BEGIN Supplied material

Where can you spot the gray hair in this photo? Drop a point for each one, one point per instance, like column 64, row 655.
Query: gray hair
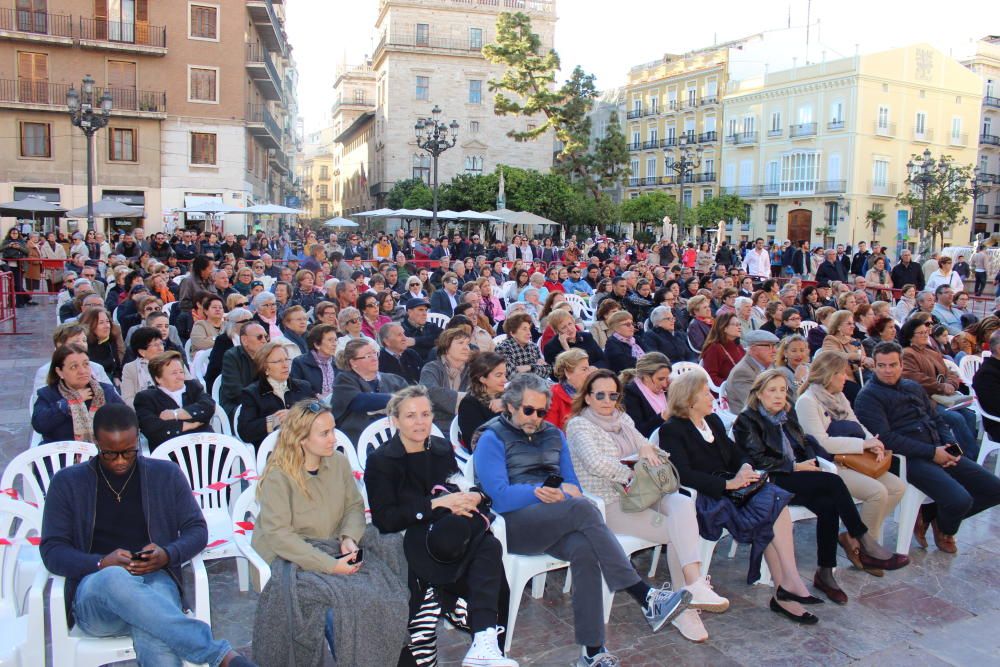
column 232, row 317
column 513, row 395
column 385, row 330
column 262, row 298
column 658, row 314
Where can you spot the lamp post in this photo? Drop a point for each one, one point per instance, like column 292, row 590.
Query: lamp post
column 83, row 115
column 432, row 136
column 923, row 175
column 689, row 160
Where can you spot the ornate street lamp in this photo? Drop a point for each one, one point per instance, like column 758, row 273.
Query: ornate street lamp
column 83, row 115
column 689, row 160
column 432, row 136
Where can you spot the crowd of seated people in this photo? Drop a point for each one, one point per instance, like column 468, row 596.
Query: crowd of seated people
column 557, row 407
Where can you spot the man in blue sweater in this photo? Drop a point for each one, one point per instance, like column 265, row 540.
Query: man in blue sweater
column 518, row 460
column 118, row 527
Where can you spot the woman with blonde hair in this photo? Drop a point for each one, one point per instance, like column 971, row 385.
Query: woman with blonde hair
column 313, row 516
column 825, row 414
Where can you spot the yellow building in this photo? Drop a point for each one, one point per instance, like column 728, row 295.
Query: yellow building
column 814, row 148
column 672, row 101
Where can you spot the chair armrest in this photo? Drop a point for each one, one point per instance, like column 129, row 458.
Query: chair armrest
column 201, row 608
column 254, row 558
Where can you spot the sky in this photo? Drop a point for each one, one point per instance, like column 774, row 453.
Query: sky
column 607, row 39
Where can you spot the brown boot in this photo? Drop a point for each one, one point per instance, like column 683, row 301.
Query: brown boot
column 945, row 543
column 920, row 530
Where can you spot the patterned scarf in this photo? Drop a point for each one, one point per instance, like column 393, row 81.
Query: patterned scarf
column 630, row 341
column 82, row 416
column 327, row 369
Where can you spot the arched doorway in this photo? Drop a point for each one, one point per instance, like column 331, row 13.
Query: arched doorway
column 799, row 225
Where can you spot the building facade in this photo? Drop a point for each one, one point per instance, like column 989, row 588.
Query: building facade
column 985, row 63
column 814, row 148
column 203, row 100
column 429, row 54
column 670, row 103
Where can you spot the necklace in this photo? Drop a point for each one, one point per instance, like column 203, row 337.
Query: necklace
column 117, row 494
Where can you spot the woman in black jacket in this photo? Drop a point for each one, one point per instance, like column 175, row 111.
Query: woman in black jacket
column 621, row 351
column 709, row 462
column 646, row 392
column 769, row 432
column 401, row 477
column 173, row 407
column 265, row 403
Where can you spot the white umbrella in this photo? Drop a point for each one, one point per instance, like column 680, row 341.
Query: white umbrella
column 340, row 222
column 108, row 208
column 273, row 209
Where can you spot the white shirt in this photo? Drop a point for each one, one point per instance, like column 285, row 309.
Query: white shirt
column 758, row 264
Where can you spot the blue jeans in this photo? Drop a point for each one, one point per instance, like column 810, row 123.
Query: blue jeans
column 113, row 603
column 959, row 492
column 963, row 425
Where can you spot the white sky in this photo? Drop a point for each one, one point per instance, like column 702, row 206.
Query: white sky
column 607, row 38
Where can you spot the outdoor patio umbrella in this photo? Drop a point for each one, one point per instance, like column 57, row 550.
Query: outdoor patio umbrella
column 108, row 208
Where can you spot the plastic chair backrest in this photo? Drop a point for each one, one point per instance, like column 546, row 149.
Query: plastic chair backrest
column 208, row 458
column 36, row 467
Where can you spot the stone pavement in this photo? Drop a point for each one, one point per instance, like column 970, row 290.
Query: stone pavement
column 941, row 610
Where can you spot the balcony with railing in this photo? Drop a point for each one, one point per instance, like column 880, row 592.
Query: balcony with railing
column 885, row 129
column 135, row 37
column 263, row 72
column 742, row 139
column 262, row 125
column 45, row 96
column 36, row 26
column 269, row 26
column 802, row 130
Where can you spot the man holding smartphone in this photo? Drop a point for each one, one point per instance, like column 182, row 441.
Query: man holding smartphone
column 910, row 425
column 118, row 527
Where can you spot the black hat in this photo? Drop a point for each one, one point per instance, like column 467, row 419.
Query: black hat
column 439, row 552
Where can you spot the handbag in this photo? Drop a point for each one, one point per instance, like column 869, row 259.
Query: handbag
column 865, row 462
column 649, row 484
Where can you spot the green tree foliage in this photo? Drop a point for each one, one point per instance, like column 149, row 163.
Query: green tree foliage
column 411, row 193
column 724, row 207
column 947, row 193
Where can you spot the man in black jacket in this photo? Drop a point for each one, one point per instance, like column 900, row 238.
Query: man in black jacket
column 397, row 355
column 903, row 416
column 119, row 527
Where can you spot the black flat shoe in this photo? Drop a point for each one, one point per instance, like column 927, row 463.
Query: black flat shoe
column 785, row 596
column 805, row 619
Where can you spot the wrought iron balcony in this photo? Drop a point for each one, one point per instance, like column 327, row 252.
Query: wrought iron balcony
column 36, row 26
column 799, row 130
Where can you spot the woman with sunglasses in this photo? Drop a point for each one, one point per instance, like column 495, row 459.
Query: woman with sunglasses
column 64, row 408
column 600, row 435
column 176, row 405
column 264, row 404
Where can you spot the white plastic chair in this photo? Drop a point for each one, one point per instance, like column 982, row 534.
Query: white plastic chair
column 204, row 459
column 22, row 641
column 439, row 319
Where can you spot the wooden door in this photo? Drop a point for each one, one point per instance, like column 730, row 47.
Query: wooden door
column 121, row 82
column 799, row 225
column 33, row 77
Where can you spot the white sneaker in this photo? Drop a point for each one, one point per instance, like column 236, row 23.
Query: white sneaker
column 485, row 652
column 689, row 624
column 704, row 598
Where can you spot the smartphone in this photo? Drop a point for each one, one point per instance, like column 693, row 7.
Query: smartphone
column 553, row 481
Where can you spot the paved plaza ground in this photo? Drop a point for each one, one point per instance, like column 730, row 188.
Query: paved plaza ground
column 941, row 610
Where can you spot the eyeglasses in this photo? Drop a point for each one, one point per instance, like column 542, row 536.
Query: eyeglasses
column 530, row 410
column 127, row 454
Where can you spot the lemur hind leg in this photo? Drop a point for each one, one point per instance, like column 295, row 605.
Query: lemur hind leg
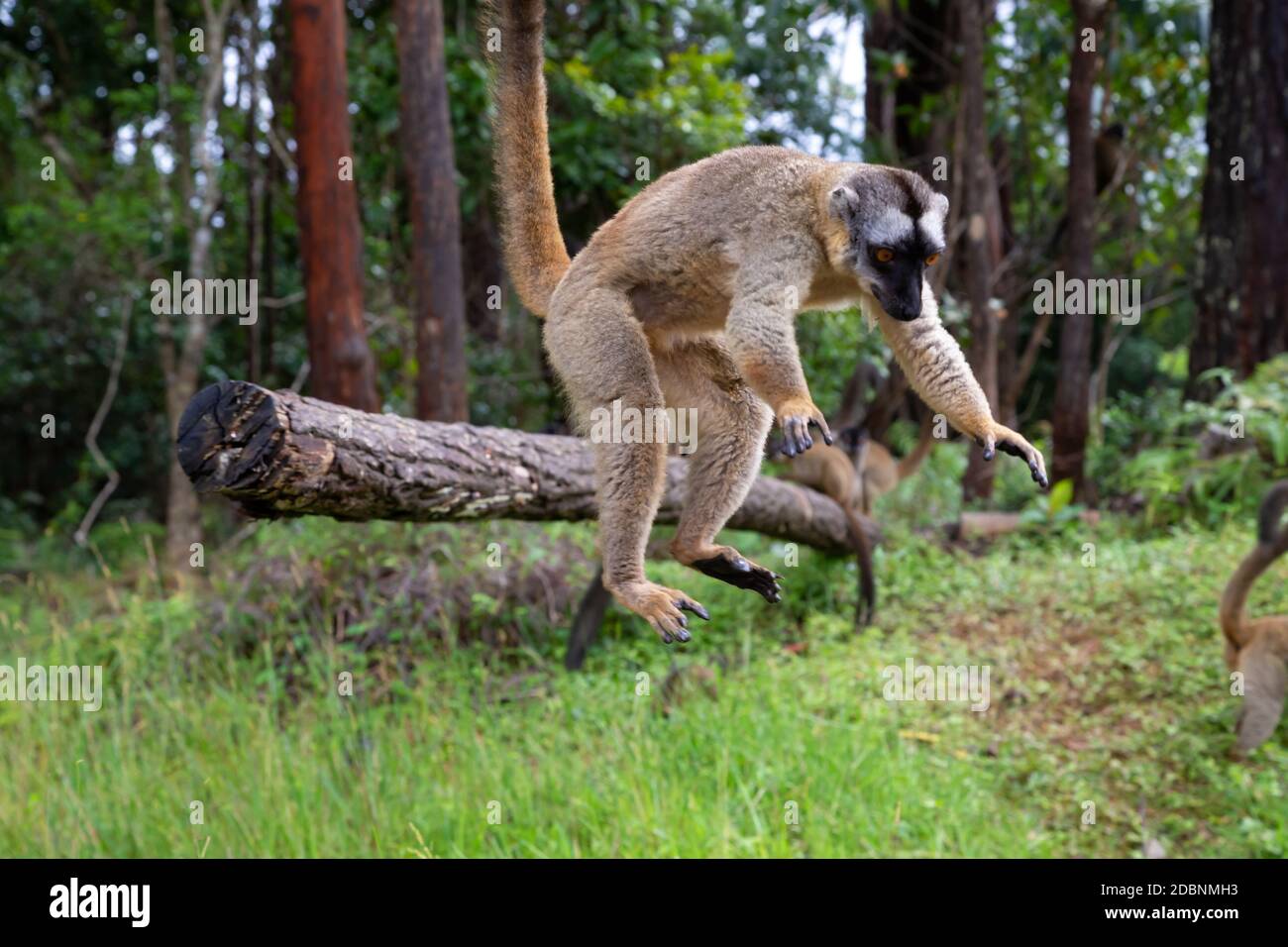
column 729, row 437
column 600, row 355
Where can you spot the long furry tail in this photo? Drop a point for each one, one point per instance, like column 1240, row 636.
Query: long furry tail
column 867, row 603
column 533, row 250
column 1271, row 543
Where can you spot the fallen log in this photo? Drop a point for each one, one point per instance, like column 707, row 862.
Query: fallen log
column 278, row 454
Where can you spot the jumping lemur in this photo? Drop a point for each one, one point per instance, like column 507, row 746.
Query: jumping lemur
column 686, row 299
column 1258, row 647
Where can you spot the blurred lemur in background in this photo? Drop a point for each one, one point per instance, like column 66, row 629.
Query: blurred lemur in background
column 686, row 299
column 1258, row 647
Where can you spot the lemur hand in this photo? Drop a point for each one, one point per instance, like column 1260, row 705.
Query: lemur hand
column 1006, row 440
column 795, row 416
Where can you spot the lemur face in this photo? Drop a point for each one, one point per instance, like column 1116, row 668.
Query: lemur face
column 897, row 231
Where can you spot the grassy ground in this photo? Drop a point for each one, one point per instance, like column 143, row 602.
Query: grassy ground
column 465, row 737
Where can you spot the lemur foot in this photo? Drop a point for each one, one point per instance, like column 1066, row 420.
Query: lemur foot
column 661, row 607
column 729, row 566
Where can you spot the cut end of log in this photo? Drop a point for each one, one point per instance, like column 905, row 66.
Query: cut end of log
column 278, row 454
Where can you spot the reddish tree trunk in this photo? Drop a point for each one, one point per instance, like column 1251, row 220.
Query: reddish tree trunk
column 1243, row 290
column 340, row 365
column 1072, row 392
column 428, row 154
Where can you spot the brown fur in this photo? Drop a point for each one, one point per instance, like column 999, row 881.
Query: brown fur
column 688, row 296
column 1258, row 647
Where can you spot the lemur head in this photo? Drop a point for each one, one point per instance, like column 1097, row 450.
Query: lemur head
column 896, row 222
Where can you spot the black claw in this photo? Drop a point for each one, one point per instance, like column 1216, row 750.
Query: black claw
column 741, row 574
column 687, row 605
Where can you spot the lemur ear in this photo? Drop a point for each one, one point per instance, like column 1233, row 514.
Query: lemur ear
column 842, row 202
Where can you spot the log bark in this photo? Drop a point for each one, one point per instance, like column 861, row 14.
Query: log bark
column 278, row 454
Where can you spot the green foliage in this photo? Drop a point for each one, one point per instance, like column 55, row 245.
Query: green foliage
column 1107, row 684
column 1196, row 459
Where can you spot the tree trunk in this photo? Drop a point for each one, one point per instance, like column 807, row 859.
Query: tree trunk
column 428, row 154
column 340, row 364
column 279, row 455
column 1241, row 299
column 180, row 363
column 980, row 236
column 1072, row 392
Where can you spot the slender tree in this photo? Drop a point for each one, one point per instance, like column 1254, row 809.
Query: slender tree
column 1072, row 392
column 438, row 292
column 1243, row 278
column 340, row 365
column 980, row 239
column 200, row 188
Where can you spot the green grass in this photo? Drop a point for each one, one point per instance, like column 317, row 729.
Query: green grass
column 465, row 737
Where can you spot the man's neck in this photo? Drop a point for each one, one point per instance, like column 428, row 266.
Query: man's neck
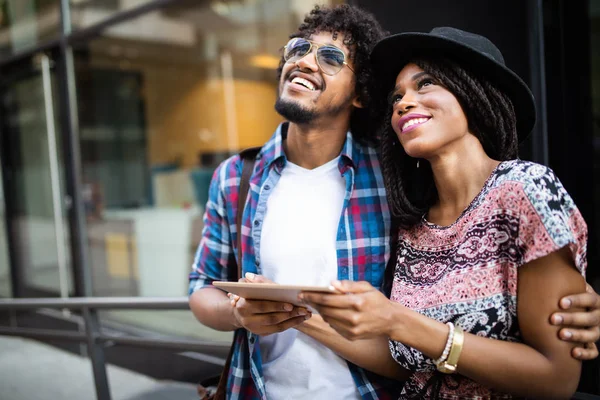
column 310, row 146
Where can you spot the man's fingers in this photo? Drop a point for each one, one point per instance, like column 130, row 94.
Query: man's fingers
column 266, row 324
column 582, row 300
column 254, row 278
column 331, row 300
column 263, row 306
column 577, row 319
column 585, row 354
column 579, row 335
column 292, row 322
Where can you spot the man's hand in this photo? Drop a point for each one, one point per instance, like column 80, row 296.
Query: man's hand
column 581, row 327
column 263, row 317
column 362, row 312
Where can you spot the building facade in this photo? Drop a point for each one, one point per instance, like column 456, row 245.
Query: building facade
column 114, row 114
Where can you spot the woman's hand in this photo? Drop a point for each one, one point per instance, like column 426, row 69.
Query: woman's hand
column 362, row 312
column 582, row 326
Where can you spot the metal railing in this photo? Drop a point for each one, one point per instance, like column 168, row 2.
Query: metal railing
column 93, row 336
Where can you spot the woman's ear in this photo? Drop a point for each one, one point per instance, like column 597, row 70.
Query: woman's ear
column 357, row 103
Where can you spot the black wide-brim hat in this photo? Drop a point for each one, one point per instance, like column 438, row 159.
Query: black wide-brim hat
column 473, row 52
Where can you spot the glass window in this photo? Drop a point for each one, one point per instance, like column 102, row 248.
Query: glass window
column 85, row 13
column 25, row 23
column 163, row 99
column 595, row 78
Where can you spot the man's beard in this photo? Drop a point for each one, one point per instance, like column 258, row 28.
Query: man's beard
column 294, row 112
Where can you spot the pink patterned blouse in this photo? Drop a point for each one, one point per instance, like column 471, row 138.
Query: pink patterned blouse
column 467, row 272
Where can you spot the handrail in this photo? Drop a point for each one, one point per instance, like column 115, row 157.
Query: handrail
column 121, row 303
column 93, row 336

END Supplied material

▶ **Exercise instructions**
Only one stretch of the data above is needed. Restate it word for word, from the line containing "Where can you spot the lemur face" through the line containing "Where can you spot the brown fur", both ends included.

▶ **Response area**
Where can you spot the lemur face in this photo? Drop a point for each one, one point per instance, like column 1116, row 668.
Query: lemur face
column 897, row 231
Where can you spot the grassy ground in this photo? Drop a point for each one, one point per instance, like column 143, row 602.
Query: grassy ground
column 465, row 737
Where can you spot the lemur foot in this photo? Drop a point for each one, one point per instance, like column 1066, row 420.
Query: lemur foot
column 661, row 607
column 729, row 566
Where can you spot the cut end of log in this photo? Drop a point for each one, one point per instance, like column 905, row 66.
Query: cut end of log
column 278, row 454
Where can you spot the reddish tree trunk in this photo? Drop a point for each one, one point per instance, like column 1251, row 220.
Query: reddish tree trunk
column 1243, row 290
column 340, row 365
column 1072, row 392
column 428, row 154
Where can you spot the brown fur in this photo? Drop a point for each one, one point per instance, like column 999, row 881.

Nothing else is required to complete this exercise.